• Directions
Count the lines in the records below that contain the string "white", matching case exactly. Reply with the number only.

--- BEGIN Provided records ---

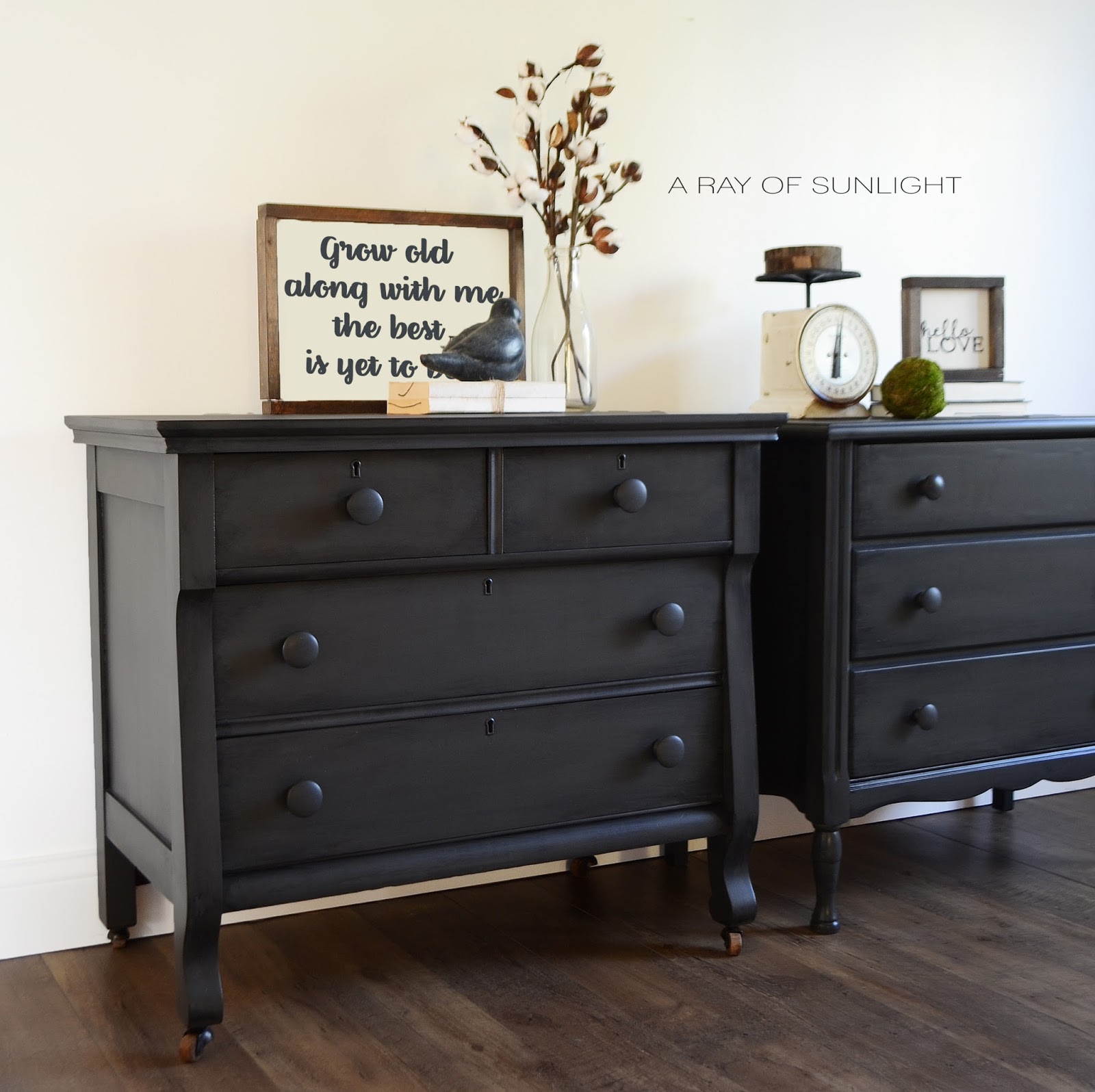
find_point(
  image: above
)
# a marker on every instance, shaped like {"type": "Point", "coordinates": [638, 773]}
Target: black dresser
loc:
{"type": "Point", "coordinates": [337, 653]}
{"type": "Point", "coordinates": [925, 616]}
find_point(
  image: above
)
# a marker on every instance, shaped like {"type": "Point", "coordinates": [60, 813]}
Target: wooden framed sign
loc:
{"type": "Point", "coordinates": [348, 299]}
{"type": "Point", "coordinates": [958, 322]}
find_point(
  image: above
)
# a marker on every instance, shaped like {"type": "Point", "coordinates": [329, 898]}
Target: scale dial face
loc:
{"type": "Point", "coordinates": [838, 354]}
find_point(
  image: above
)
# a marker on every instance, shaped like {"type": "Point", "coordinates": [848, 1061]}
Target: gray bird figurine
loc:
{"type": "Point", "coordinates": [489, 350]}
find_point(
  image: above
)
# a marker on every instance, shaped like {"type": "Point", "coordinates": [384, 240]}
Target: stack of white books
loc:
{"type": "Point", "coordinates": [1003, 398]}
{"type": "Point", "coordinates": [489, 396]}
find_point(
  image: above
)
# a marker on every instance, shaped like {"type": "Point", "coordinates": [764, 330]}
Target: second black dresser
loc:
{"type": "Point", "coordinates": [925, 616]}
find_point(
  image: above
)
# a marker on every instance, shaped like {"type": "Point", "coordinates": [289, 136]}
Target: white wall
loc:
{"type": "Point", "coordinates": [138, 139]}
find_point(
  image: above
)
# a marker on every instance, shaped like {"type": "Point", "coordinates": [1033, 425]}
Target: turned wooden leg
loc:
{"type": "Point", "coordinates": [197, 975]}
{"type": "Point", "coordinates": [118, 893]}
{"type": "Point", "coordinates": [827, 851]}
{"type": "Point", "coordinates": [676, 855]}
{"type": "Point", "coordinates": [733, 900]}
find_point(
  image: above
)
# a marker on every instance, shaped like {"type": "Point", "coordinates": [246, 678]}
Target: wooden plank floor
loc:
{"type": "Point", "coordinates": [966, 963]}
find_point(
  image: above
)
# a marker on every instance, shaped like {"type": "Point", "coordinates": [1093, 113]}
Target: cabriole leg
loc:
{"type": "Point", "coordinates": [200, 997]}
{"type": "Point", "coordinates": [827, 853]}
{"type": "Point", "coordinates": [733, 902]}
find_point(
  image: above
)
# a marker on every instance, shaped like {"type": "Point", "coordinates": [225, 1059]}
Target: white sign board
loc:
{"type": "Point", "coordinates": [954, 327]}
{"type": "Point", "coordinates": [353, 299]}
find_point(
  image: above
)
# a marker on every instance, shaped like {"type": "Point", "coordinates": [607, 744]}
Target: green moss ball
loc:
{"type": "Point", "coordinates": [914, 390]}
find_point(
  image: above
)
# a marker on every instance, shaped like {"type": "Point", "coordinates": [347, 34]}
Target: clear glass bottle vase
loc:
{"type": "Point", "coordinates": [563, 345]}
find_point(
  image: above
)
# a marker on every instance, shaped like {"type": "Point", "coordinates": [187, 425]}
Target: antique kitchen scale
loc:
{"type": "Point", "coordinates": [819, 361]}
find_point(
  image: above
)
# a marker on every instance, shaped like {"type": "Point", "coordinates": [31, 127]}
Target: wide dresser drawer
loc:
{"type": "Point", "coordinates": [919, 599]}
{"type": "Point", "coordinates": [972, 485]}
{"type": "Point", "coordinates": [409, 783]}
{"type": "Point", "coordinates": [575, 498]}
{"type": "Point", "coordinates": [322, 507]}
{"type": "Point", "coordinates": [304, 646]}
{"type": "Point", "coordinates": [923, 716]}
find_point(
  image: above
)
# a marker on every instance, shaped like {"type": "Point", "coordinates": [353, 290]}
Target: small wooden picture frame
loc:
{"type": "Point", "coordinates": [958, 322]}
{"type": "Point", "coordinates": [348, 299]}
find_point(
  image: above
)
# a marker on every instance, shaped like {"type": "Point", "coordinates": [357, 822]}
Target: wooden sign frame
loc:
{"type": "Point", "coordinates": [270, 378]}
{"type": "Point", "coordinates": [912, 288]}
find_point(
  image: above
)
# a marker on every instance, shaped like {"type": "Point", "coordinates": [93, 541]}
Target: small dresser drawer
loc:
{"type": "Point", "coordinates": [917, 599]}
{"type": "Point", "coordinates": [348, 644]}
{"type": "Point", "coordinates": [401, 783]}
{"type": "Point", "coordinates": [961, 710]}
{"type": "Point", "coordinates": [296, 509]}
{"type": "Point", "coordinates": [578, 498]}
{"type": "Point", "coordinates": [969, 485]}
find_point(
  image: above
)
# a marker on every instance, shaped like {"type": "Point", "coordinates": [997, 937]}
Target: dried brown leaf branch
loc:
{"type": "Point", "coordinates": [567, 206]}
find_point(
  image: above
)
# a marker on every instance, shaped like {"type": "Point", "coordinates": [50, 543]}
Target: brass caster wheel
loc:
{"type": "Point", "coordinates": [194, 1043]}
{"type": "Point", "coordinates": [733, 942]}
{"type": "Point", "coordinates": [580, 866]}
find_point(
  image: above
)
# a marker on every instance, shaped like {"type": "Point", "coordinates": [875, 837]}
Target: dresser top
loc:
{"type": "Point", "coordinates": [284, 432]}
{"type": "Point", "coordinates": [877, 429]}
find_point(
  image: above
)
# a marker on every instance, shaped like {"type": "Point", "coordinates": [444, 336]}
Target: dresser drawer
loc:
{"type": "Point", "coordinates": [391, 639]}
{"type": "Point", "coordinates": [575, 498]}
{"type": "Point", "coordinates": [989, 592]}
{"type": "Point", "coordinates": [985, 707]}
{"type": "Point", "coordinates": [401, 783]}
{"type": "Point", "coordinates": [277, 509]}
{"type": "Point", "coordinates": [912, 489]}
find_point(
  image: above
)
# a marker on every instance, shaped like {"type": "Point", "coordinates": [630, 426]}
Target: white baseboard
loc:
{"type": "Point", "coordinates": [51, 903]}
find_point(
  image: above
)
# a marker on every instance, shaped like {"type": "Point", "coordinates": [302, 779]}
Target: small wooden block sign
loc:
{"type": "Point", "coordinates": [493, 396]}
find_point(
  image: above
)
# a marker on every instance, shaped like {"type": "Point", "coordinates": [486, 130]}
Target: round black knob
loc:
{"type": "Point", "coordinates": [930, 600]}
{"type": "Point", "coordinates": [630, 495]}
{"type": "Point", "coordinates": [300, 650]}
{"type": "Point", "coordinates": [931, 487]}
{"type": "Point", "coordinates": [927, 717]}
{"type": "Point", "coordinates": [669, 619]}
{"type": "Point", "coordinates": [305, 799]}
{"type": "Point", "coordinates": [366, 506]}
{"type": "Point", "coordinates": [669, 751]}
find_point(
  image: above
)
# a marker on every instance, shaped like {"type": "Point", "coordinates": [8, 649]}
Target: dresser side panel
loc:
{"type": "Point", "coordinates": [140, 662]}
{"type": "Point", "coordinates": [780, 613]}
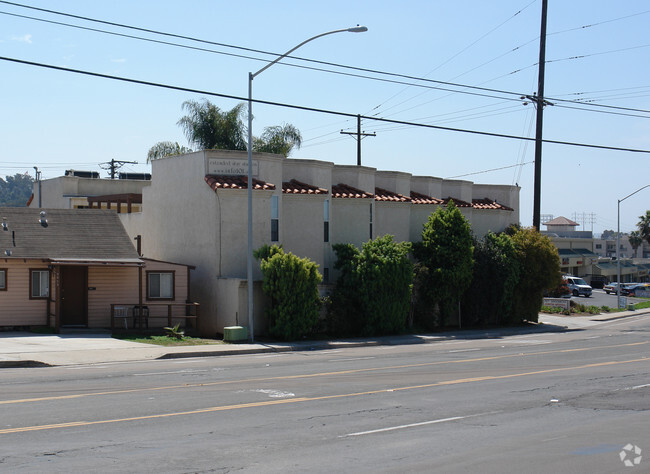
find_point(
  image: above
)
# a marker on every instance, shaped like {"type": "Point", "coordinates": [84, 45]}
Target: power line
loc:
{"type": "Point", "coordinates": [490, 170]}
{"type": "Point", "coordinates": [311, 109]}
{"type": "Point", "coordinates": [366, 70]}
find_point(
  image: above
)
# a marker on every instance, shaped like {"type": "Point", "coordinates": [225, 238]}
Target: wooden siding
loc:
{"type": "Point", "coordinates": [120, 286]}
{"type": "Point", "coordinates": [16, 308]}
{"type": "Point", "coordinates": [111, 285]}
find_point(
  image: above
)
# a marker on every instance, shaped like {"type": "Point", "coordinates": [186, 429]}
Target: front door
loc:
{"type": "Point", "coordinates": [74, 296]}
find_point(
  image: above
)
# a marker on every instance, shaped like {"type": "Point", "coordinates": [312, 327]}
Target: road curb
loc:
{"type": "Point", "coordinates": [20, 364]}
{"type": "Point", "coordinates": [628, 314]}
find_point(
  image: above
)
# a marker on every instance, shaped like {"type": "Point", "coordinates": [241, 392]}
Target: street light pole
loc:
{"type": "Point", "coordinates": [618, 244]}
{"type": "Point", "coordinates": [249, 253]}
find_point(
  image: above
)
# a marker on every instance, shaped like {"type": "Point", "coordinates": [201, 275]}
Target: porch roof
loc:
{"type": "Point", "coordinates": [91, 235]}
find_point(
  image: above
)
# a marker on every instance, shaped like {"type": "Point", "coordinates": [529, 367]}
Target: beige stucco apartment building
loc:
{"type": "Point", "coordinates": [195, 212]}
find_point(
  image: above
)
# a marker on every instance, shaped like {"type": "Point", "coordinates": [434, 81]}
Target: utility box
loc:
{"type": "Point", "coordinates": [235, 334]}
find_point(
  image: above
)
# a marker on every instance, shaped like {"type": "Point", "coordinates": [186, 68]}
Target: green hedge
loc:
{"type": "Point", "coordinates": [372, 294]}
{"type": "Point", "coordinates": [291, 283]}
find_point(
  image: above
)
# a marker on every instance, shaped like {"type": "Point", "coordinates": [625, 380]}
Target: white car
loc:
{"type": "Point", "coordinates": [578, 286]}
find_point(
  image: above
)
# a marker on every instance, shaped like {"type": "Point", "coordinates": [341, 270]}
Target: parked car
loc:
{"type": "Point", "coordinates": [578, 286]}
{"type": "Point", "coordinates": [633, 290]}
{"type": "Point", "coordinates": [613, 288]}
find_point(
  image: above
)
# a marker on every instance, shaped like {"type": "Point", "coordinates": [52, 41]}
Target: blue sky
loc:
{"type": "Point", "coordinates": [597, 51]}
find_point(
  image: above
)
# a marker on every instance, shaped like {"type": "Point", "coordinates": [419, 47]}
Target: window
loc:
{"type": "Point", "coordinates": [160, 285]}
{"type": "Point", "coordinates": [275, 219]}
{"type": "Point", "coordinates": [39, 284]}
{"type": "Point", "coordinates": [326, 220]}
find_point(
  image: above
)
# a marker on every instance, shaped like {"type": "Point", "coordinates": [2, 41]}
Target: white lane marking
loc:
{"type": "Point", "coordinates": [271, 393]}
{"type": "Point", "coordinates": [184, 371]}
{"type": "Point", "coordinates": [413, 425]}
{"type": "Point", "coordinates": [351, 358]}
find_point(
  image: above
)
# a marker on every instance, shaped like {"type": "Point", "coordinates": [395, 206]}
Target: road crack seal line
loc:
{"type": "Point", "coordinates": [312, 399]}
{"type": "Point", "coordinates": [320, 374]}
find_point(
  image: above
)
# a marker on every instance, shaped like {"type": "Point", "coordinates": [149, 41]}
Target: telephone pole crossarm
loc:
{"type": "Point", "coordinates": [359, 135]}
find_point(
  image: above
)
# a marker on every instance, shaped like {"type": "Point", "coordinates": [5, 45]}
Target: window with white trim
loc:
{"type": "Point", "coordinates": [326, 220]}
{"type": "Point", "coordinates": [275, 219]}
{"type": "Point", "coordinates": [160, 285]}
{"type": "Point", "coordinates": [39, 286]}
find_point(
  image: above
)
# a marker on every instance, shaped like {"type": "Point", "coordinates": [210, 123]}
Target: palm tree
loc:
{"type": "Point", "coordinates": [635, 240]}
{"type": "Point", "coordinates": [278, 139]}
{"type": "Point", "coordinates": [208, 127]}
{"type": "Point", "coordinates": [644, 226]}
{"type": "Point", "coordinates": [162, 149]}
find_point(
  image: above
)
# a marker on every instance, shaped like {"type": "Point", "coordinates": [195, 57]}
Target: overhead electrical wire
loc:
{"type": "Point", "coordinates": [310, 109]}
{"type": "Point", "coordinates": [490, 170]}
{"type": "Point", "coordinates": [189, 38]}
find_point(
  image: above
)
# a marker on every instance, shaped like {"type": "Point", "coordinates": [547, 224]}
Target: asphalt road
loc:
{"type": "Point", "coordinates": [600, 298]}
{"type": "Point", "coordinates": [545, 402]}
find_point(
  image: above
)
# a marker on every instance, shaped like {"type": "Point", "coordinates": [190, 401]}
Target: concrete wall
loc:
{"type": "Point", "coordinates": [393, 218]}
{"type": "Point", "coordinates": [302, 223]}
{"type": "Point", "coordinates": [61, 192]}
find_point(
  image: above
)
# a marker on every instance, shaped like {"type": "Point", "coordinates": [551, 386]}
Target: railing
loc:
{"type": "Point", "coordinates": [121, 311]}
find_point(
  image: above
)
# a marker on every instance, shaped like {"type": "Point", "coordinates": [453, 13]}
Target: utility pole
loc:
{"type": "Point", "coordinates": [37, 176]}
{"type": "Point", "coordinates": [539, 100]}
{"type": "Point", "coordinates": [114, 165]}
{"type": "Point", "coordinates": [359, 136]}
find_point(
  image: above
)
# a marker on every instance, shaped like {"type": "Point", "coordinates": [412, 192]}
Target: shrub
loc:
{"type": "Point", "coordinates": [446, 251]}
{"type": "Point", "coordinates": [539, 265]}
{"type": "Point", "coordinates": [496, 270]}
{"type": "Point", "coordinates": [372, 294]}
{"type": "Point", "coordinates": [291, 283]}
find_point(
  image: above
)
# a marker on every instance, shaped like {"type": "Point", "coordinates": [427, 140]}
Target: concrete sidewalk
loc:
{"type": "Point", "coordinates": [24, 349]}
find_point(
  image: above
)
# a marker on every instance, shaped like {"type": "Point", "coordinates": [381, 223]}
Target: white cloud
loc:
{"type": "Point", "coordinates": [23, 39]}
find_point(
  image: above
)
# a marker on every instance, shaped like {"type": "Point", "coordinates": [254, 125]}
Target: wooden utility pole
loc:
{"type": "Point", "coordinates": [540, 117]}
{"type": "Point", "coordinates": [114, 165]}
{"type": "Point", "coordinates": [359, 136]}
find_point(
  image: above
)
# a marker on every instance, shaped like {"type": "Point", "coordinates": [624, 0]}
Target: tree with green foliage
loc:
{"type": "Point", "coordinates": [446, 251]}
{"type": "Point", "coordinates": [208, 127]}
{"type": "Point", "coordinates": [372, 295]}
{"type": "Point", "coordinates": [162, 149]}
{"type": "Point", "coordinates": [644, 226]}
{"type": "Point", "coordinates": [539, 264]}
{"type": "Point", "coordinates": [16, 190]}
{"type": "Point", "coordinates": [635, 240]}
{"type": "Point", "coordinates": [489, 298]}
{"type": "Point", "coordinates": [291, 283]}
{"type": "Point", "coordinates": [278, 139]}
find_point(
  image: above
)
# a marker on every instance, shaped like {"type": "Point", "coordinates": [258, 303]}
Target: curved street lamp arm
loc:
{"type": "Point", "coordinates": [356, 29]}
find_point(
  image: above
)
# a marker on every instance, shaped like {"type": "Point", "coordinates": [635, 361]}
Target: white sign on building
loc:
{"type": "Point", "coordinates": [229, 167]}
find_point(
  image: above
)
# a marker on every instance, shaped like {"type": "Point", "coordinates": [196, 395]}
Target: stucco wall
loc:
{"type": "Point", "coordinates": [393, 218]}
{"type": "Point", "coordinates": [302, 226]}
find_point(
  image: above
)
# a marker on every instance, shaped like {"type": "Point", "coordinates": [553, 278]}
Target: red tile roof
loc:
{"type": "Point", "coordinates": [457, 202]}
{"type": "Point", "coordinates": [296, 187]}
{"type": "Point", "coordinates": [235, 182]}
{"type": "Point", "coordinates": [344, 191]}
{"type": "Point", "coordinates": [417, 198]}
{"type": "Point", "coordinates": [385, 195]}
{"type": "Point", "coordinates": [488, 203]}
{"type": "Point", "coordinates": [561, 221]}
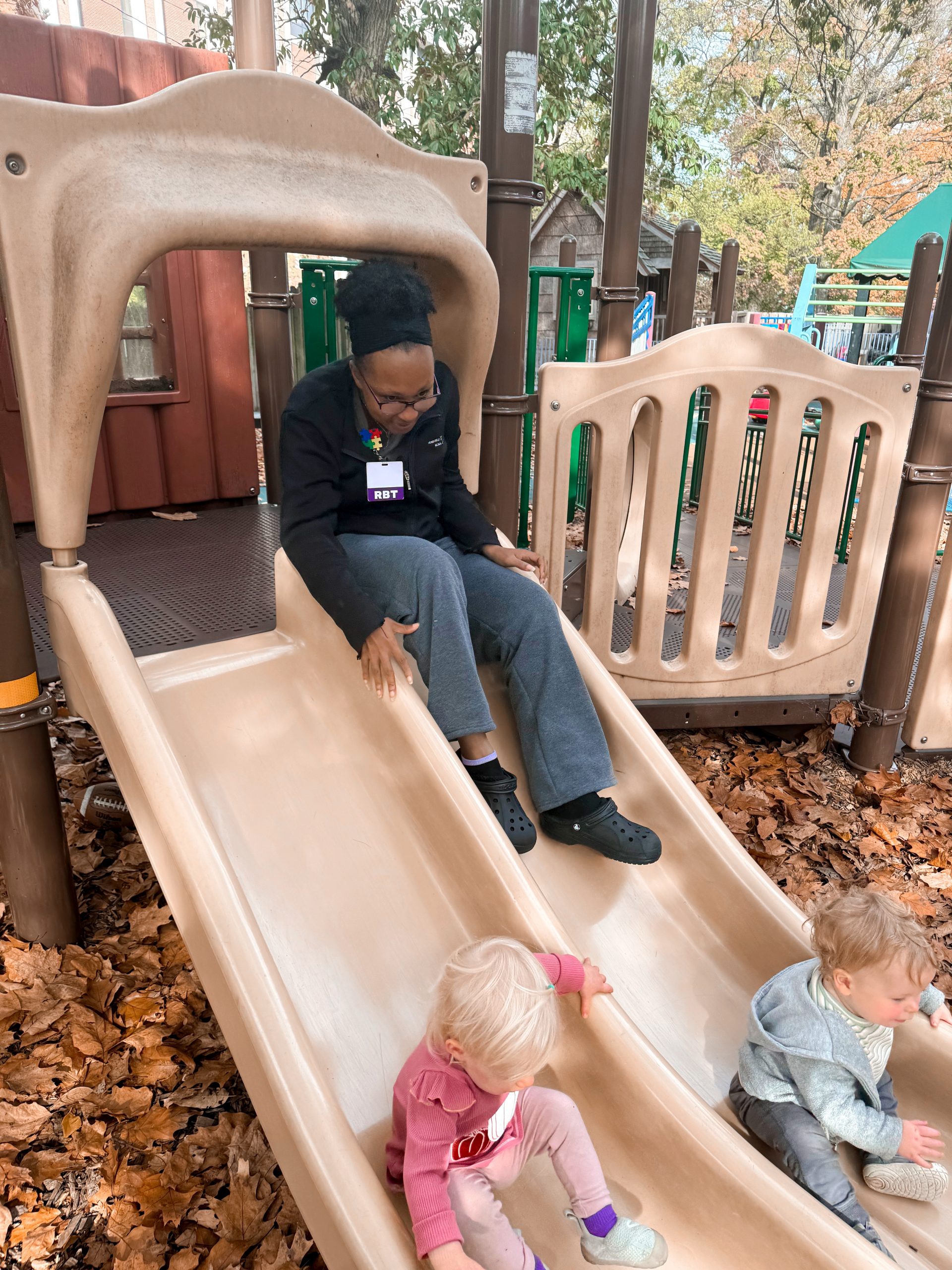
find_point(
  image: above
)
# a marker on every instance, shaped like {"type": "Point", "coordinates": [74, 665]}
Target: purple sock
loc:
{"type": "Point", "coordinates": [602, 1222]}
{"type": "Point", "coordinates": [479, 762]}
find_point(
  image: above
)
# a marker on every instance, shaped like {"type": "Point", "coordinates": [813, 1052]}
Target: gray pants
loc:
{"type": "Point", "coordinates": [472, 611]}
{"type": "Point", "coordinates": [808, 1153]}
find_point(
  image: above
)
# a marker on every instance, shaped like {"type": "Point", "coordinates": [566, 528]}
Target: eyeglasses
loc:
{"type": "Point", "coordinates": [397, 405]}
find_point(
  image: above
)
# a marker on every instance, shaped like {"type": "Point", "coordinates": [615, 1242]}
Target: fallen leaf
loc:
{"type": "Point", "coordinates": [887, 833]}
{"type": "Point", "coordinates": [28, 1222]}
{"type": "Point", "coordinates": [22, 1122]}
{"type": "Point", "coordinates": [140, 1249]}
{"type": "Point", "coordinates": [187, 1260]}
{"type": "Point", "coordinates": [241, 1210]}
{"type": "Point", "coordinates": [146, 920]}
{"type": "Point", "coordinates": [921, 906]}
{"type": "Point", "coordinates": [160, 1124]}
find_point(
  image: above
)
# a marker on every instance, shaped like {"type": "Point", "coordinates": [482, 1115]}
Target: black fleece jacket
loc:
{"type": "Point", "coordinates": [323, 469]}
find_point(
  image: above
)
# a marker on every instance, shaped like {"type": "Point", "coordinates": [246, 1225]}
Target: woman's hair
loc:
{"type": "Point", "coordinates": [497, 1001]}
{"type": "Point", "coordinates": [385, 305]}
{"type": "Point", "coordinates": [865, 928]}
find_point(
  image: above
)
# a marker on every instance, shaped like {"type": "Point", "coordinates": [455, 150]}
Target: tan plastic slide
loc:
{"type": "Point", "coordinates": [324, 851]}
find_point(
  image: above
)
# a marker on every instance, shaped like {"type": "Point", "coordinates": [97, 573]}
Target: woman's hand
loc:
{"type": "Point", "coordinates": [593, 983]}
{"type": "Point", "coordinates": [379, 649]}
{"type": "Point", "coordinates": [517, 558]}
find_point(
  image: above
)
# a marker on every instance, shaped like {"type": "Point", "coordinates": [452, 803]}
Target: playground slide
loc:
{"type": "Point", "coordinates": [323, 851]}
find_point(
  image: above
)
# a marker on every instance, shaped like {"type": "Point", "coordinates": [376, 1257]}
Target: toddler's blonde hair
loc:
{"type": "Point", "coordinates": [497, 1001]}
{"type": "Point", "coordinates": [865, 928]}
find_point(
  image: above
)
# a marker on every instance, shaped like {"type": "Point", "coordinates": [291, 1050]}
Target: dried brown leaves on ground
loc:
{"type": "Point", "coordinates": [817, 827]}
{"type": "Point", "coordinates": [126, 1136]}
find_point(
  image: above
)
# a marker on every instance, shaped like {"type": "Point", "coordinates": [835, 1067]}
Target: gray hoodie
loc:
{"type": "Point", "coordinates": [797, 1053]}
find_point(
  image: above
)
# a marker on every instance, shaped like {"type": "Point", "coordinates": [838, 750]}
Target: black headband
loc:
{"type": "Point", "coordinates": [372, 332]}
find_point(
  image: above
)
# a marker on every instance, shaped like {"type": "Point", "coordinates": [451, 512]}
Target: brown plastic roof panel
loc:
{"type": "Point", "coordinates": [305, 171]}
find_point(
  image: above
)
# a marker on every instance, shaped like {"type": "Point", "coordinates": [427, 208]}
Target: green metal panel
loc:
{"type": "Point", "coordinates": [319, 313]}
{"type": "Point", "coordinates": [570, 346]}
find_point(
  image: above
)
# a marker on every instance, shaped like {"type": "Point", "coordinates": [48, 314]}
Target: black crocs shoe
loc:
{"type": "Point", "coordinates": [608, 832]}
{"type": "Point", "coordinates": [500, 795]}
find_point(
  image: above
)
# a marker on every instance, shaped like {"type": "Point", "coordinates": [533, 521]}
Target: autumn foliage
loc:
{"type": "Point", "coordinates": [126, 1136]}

--- END Provided records ---

• Output of the task
9